— Compiti ed esercizi —
a. Trasforma in un elenco puntato il paragrafo del testo sul debito greco che inizia con «A non avere dubbi in proposito è», mantenendone i fatti principali.
b. Elenca tutte le persone citate per nome nel testo sul debito greco.
c. Riprendi il testo sul debito greco proseguendo il discorso dopo la sua ultima frase.

Non è del medesimo parere la Banca
Centrale Europea. Il giudizio negativo su quest’ultima
ipotesi è stato espresso martedì scorso dallo stesso
Jean-Claude Trichet. La posizione è ovviamente gradita
ad Atene e il messaggio è stato trasmesso al premier
greco George Papandreu da un intermediario qualificato,
l’ex vicepresidente della BCE ed attuale consigliere
economico di Papandreu, Lucas Papademos.
Il punto di vista di Eurotower è
stato ribadito dalle dichiarazioni di Jens Weidmann,
principale negoziatore per la Germania ai vertici del G8
e G20 e prossimo presidente della Bundesbank. Weidemann
ha tenuto a precisare che il reprofiling non potrà
comunque sostituire il rispetto del programma di
aggiustamento concordato con UE e FMI. Non solo:
«un’estensione delle scadenze dei titoli di stato greci,
in un contesto nel quale prevalgono i dubbi riguardo
alla sostenibilità della situazione finanziaria
pubblica, renderebbe impossibile accettare tali titoli
quale collaterale nelle operazioni di rifinanziamento
nell’ambito delle regole attuali dell’eurosistema». In
parole povere, la “ristrutturazione morbida” taglierebbe
fuori la Grecia dall’accesso ai fondi europei. La BCE è
preoccupata anche per il proprio bilancio: è stimato fra
45 e 50 miliardi di euro il valore dei titoli greci
entrati nel portafoglio di Eurotower nel quadro del
programma di acquisto di eurobbligazioni; a queste vano
aggiunte altre decine di miliardi di esposizione
indiretta, nella forma di titoli greci sin qui accettati
quale collaterale.
A non avere dubbi in proposito è
l’agenzia Fitch ratings, che venerdì scorso ha ridotto
il giudizio di affidabilità del sovereign debt greco di
tre livelli, da BB+ a B+. Siamo già tre scalini al di
sotto del cosiddetto investment grade, ossia del livello
che permette di considerare come non speculativa la
finalità dell’investimento. Fitch ha inoltre avvertito
di possibili ulteriori riduzioni del rating, affermando
in termini molto netti che il giudizio attuale
«incorpora l’aspettativa di un sostanzioso apporto di
nuovi fondi da parte dell’UE e del FMI» tale da evitare
che i titoli del debito pubblico greco siano oggetto di
soft restructuring o re-profiling. Viceversa,
«un’estensione delle scadenze dei titoli originari sarà
considerata come un evento di default e la Grecia e le
sue obbligazioni saranno valutate di conseguenza».

— Dati mostrati —
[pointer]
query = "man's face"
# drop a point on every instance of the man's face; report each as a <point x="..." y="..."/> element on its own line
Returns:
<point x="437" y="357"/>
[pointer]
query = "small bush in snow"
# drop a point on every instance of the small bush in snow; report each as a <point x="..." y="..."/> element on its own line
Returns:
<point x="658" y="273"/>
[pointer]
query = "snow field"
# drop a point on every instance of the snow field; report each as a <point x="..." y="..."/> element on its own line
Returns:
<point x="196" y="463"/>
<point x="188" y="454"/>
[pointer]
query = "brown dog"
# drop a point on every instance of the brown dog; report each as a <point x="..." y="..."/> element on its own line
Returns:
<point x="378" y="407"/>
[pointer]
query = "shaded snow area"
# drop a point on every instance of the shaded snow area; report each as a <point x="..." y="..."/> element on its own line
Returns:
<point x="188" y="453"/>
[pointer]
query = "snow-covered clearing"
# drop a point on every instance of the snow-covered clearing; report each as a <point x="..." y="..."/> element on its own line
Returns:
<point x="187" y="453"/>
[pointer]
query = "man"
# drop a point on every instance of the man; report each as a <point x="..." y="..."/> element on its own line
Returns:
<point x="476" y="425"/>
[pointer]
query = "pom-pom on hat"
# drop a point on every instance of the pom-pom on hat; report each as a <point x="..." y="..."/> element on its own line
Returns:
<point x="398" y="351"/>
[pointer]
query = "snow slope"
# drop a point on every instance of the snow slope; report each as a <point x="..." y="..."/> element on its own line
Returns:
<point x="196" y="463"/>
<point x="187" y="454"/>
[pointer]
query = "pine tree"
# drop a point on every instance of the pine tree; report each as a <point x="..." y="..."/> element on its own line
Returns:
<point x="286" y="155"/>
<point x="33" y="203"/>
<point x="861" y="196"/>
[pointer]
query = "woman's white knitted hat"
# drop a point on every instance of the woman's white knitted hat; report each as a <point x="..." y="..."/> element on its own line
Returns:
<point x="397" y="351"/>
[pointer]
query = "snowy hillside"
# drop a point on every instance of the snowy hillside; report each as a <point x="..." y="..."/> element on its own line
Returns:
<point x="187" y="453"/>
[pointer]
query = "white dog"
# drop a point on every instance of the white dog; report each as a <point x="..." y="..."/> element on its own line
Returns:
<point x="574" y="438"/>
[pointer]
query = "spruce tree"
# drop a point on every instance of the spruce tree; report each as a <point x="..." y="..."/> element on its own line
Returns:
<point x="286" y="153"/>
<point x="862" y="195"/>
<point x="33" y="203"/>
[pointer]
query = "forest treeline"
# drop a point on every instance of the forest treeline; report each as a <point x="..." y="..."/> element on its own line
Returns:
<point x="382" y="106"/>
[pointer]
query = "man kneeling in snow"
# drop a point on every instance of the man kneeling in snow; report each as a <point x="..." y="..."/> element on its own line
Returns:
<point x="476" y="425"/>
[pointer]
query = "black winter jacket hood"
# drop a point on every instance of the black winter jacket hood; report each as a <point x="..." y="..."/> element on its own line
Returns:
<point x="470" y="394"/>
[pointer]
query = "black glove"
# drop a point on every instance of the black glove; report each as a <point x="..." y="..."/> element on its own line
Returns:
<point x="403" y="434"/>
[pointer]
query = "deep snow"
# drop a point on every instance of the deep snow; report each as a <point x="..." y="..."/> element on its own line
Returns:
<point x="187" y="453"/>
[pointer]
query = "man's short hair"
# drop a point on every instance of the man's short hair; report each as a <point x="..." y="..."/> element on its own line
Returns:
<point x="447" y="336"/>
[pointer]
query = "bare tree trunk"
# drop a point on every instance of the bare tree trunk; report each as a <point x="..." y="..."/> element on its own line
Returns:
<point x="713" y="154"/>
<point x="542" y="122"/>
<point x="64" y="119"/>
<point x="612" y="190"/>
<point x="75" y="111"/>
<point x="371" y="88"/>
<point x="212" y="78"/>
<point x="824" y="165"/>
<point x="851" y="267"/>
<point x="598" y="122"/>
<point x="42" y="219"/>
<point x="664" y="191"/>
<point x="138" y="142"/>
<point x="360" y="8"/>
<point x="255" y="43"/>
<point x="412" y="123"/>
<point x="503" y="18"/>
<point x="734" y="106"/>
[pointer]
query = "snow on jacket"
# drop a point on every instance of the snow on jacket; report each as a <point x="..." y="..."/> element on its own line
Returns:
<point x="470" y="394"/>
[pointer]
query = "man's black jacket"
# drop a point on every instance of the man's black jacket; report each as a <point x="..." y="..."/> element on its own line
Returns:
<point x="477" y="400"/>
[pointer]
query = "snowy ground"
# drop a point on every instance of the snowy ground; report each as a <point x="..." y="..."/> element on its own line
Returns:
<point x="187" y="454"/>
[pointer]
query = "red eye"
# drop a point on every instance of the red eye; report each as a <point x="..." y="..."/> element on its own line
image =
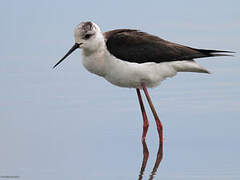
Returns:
<point x="87" y="36"/>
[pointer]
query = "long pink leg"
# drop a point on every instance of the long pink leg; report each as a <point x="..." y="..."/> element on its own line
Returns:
<point x="144" y="115"/>
<point x="158" y="122"/>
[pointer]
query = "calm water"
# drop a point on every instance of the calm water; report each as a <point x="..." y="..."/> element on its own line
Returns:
<point x="68" y="124"/>
<point x="62" y="125"/>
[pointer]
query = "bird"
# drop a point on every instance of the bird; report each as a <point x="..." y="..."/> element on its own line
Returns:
<point x="132" y="58"/>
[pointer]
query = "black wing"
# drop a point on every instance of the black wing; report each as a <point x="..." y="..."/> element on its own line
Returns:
<point x="136" y="46"/>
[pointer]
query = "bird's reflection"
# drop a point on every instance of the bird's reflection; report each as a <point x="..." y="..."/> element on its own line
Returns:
<point x="145" y="159"/>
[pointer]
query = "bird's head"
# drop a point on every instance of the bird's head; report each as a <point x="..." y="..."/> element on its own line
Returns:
<point x="88" y="37"/>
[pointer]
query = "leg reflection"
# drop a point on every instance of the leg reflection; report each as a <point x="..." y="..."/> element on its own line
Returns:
<point x="145" y="159"/>
<point x="158" y="160"/>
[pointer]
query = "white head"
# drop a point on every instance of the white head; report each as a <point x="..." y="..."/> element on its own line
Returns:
<point x="88" y="37"/>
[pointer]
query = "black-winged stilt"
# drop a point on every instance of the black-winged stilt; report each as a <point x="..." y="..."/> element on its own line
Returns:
<point x="135" y="59"/>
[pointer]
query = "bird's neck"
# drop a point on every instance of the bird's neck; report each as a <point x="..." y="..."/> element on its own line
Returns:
<point x="95" y="61"/>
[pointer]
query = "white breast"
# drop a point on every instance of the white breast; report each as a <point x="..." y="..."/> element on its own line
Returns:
<point x="132" y="75"/>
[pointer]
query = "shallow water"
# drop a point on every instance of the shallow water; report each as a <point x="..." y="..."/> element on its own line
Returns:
<point x="55" y="128"/>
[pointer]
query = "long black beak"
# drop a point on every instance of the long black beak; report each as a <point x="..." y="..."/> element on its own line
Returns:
<point x="75" y="46"/>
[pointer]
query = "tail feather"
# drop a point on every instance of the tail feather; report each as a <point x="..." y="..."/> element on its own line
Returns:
<point x="212" y="53"/>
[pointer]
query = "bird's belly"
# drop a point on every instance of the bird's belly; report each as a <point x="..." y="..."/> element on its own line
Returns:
<point x="132" y="75"/>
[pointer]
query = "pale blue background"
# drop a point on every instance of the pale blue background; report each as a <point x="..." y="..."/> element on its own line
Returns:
<point x="70" y="124"/>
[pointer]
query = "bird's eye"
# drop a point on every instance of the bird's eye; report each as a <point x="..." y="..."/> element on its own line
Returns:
<point x="87" y="36"/>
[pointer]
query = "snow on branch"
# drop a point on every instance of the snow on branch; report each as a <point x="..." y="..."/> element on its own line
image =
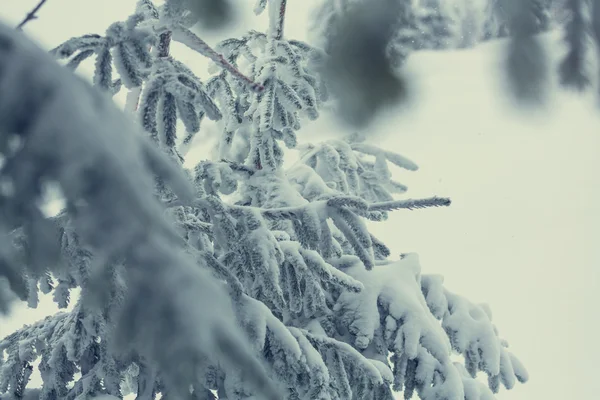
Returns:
<point x="56" y="128"/>
<point x="410" y="204"/>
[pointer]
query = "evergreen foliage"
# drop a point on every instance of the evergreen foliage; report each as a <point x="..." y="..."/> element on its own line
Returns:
<point x="170" y="273"/>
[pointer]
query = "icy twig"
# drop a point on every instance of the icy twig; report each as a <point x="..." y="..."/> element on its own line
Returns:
<point x="31" y="15"/>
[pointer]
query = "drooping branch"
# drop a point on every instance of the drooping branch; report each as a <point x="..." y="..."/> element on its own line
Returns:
<point x="277" y="18"/>
<point x="31" y="15"/>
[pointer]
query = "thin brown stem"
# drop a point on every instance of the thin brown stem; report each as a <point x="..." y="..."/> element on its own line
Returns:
<point x="281" y="20"/>
<point x="164" y="44"/>
<point x="31" y="15"/>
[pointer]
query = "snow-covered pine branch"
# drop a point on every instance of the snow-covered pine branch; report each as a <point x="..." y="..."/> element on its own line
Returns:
<point x="106" y="179"/>
<point x="313" y="291"/>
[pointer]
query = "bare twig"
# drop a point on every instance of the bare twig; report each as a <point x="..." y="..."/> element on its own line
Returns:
<point x="31" y="15"/>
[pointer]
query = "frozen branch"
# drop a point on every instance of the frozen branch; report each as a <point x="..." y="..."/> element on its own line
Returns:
<point x="31" y="15"/>
<point x="410" y="204"/>
<point x="188" y="38"/>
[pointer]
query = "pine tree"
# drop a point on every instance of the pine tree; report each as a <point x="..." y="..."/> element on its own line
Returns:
<point x="314" y="293"/>
<point x="438" y="29"/>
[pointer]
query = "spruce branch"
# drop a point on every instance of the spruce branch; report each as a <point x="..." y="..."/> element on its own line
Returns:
<point x="410" y="204"/>
<point x="191" y="40"/>
<point x="31" y="15"/>
<point x="277" y="17"/>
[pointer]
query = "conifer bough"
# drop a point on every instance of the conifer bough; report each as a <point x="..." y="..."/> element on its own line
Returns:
<point x="238" y="279"/>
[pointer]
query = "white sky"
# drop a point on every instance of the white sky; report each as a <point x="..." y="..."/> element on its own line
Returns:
<point x="524" y="226"/>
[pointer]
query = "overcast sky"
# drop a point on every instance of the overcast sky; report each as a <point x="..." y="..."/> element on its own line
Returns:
<point x="523" y="231"/>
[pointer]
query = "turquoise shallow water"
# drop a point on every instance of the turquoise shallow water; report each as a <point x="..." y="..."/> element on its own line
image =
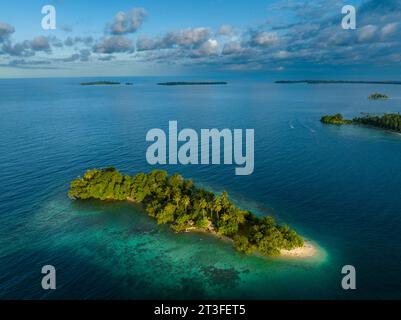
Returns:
<point x="339" y="186"/>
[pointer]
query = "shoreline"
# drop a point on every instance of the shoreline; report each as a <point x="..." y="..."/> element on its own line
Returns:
<point x="307" y="251"/>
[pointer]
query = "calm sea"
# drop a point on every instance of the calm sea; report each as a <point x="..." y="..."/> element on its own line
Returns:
<point x="338" y="186"/>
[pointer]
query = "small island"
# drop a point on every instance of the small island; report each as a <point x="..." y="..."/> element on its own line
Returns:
<point x="378" y="96"/>
<point x="100" y="83"/>
<point x="390" y="121"/>
<point x="335" y="119"/>
<point x="335" y="82"/>
<point x="175" y="201"/>
<point x="184" y="83"/>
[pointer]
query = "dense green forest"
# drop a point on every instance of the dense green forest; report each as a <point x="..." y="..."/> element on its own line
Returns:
<point x="335" y="119"/>
<point x="175" y="201"/>
<point x="390" y="121"/>
<point x="378" y="96"/>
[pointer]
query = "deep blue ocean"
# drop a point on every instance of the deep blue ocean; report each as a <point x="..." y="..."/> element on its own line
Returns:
<point x="338" y="186"/>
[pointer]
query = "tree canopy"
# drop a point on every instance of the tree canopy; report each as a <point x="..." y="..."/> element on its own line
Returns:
<point x="388" y="121"/>
<point x="175" y="201"/>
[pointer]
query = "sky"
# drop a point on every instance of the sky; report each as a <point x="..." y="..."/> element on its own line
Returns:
<point x="288" y="39"/>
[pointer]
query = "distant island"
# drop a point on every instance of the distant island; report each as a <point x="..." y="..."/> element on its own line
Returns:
<point x="336" y="81"/>
<point x="184" y="83"/>
<point x="378" y="96"/>
<point x="99" y="83"/>
<point x="175" y="201"/>
<point x="389" y="121"/>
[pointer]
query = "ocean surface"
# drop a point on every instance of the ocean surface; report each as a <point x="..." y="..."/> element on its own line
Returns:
<point x="339" y="186"/>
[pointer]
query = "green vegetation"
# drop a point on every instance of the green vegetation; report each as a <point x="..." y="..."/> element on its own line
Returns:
<point x="378" y="96"/>
<point x="336" y="119"/>
<point x="390" y="121"/>
<point x="99" y="83"/>
<point x="336" y="82"/>
<point x="175" y="201"/>
<point x="183" y="83"/>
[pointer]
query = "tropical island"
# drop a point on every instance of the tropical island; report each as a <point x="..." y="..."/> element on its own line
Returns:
<point x="99" y="83"/>
<point x="175" y="201"/>
<point x="185" y="83"/>
<point x="378" y="96"/>
<point x="390" y="121"/>
<point x="335" y="82"/>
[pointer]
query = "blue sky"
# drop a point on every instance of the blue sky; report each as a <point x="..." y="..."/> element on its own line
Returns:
<point x="278" y="39"/>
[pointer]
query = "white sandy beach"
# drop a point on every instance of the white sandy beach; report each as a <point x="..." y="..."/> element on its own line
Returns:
<point x="308" y="250"/>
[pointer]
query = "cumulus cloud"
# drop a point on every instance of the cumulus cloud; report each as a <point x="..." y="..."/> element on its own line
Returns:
<point x="367" y="33"/>
<point x="72" y="41"/>
<point x="5" y="31"/>
<point x="40" y="43"/>
<point x="210" y="47"/>
<point x="20" y="49"/>
<point x="264" y="39"/>
<point x="225" y="30"/>
<point x="186" y="38"/>
<point x="114" y="44"/>
<point x="127" y="22"/>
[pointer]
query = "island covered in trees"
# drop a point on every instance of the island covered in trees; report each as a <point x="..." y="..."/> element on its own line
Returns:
<point x="336" y="82"/>
<point x="176" y="201"/>
<point x="188" y="83"/>
<point x="378" y="96"/>
<point x="100" y="83"/>
<point x="390" y="121"/>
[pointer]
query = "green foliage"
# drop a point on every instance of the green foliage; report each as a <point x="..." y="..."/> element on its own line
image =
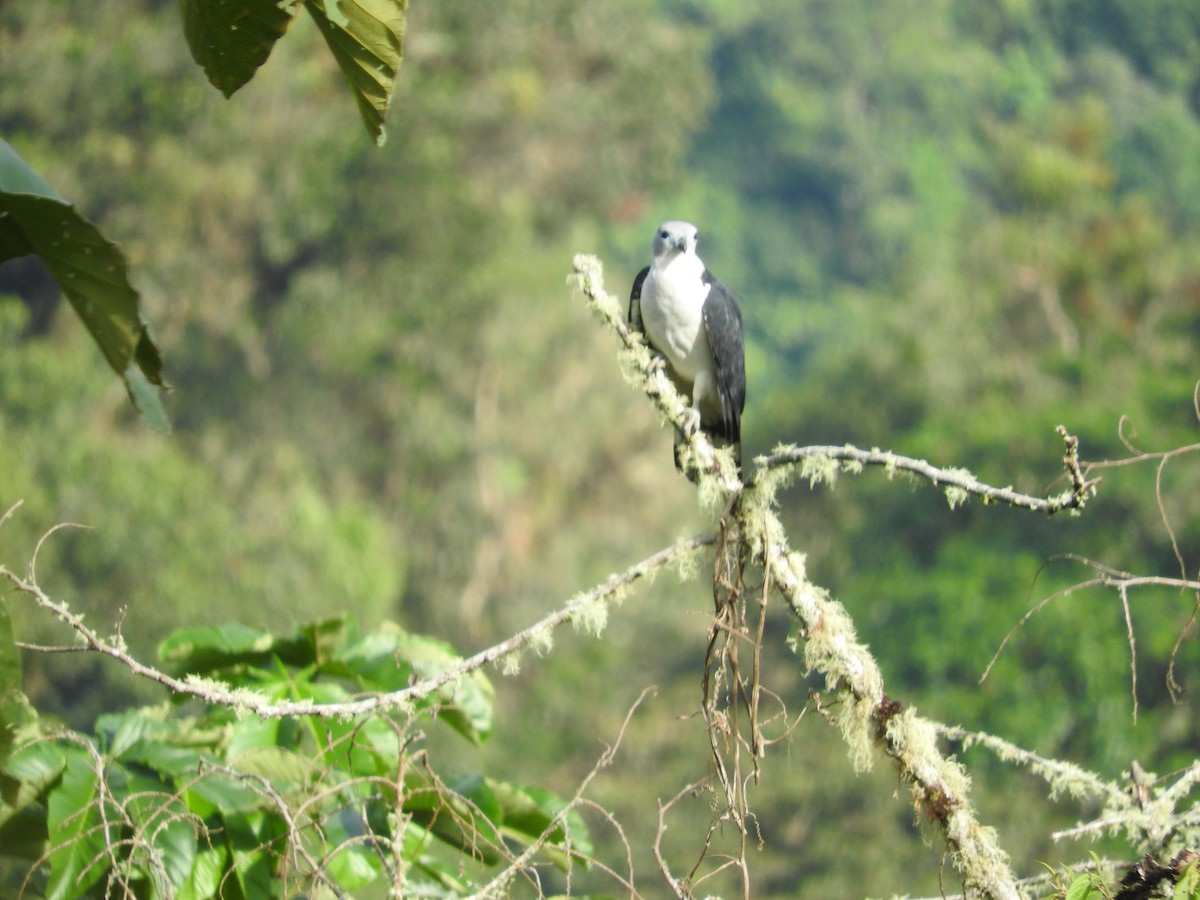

— Risposte attese —
a.
- Venerdì scorso l'agenzia Fitch ratings ha abbassato di tre livelli il giudizio di affidabilità del debito sovrano greco, da BB+ a B+.
- Il nuovo rating si trova tre scalini sotto l'investment grade, cioè il livello che permette di considerare non speculativa la finalità dell'investimento.
- Fitch ha avvertito che il rating potrebbe essere ridotto ulteriormente.
- Il giudizio attuale presuppone un sostanzioso apporto di nuovi fondi da parte di UE e FMI, tale da evitare una soft restructuring o un re-profiling dei titoli greci.
- Un'estensione delle scadenze dei titoli originari sarebbe considerata un evento di default, e la Grecia e le sue obbligazioni verrebbero valutate di conseguenza.

b.
- Jean-Claude Trichet
- George Papandreu
- Lucas Papademos
- Jens Weidmann

c.
Al di là della soluzione specifica
che verrà adottata nelle prossime settimane, quanto
avevamo anticipato in un precedente commento si sta
realizzando. La ristrutturazione del debito estero da
parte di un paese membro dell’eurozona non è più un
tabù, come titolavano in questi giorni diversi mezzi di
informazione. Non è più un tabù, quindi, il fatto che
gli operatori possano incorrere in perdite in
conseguenze di un investimento in strumenti finanziari
denominati in euro.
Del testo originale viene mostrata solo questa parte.